Exercise details ->
Please convert the part of the records that opens with the line containing "like (238, 173)." and runs through the end of the records into a two-column CSV with the header text,answer. Give one row per record, with its text and its answer each in a single quoted field and line breaks replaced by spaces.

Records supplied ->
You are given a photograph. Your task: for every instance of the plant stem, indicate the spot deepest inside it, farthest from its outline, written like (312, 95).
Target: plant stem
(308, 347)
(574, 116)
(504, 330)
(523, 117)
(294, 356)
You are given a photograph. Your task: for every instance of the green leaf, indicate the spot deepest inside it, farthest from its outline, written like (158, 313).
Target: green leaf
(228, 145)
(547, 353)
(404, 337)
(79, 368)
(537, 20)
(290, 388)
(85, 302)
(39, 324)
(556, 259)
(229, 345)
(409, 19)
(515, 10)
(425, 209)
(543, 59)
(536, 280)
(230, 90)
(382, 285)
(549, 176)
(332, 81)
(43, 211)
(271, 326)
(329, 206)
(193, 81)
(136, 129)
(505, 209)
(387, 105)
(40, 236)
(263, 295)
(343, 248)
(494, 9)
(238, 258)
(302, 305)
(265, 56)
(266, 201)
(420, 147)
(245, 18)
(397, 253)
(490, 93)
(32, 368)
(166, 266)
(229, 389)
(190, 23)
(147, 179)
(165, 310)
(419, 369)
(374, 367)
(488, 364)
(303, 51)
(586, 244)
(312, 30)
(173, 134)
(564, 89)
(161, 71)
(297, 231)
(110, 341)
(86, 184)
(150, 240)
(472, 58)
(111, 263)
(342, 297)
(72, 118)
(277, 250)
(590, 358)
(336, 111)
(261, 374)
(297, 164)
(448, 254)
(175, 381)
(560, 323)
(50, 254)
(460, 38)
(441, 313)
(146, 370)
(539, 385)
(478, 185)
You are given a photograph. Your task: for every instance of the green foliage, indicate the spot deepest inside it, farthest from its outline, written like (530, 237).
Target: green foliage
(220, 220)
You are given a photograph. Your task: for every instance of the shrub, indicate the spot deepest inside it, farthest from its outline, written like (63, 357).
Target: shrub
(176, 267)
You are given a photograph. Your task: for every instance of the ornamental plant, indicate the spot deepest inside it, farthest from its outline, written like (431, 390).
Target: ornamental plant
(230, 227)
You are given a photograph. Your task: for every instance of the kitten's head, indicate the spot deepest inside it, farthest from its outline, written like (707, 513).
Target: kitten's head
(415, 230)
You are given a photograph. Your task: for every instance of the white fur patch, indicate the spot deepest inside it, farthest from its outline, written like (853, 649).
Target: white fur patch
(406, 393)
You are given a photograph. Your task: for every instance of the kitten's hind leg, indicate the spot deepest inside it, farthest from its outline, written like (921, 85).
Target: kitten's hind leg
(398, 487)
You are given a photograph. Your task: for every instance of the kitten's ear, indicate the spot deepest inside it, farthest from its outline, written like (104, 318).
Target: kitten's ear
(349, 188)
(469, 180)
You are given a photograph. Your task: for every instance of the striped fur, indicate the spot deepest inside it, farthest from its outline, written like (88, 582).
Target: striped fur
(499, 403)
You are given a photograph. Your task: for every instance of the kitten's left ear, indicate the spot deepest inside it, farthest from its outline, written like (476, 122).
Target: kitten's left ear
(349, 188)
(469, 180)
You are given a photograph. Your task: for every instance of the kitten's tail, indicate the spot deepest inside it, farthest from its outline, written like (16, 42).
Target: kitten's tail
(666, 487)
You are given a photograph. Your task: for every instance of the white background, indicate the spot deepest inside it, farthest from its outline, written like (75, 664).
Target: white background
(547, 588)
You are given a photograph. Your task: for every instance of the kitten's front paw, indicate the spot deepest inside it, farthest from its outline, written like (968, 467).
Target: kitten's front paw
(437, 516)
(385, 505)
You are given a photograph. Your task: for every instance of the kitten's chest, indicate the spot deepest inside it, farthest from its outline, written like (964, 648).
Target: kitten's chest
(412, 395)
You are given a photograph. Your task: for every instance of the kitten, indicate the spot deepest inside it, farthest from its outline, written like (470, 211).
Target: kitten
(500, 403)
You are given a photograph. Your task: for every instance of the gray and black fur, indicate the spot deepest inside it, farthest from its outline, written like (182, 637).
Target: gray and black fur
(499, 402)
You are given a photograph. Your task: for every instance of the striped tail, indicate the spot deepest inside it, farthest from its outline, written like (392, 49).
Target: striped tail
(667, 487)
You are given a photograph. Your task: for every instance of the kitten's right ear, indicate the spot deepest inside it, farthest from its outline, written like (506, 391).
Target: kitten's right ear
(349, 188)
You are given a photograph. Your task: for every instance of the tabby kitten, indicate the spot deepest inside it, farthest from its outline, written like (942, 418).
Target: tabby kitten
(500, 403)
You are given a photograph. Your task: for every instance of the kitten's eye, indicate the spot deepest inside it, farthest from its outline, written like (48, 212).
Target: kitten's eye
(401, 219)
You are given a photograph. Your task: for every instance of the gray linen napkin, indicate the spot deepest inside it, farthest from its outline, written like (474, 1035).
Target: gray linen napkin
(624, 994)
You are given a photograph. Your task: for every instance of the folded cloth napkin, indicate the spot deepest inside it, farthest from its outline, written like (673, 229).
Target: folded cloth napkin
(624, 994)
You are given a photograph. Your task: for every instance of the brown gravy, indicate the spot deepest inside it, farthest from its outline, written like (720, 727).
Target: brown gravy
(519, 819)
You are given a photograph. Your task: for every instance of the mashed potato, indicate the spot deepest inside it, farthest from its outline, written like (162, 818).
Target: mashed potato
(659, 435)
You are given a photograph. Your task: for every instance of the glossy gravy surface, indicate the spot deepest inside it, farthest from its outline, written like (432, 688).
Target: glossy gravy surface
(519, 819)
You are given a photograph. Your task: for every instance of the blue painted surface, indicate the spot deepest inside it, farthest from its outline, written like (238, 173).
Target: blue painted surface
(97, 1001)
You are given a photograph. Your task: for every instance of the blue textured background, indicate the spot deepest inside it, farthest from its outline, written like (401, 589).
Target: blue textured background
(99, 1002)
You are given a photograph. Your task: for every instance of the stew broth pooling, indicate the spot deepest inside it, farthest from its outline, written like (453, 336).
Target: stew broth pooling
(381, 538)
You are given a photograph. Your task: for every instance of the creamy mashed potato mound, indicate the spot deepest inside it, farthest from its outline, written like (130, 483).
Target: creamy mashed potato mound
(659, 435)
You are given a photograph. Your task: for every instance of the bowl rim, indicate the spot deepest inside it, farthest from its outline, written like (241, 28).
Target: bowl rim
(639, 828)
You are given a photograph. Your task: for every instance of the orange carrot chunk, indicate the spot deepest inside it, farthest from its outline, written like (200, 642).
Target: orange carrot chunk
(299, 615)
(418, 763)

Solution to this task ->
text,answer
"You are given a photograph. Your task: for every instance of the blue painted surface, indicate the spot deepest inside it, farthest from its outline, written like (238, 173). Target: blue painted surface","(97, 1001)"
"You are given a photograph. Your task: for every instance of the blue textured background, indicate the spot deepest inside it, farthest from its outline, written like (401, 589). Target: blue textured background","(99, 1002)"
"You are given a photograph. Your task: for every instance of the stew broth pooling, indicate the spot deepest inside it, farthest from its outline, written like (453, 336). Target: stew broth pooling","(381, 538)"
"You are given a photograph. Your task: for every instance of the creamy mashed potato mound, indicate the spot deepest inside it, farthest from its outline, written like (130, 483). Target: creamy mashed potato mound","(659, 435)"
"You are given a photograph. Your task: for every instance of the bowl rim, indicate the spot deepest inside it, farthest from its outline, written like (241, 28). Target: bowl rim","(639, 828)"
"You are given a photograph. Your task: for every instance of the orange carrot chunk, indicate the spot deepest inside it, farthest from its outline, written like (200, 642). Target: orange carrot chunk","(299, 615) (418, 763)"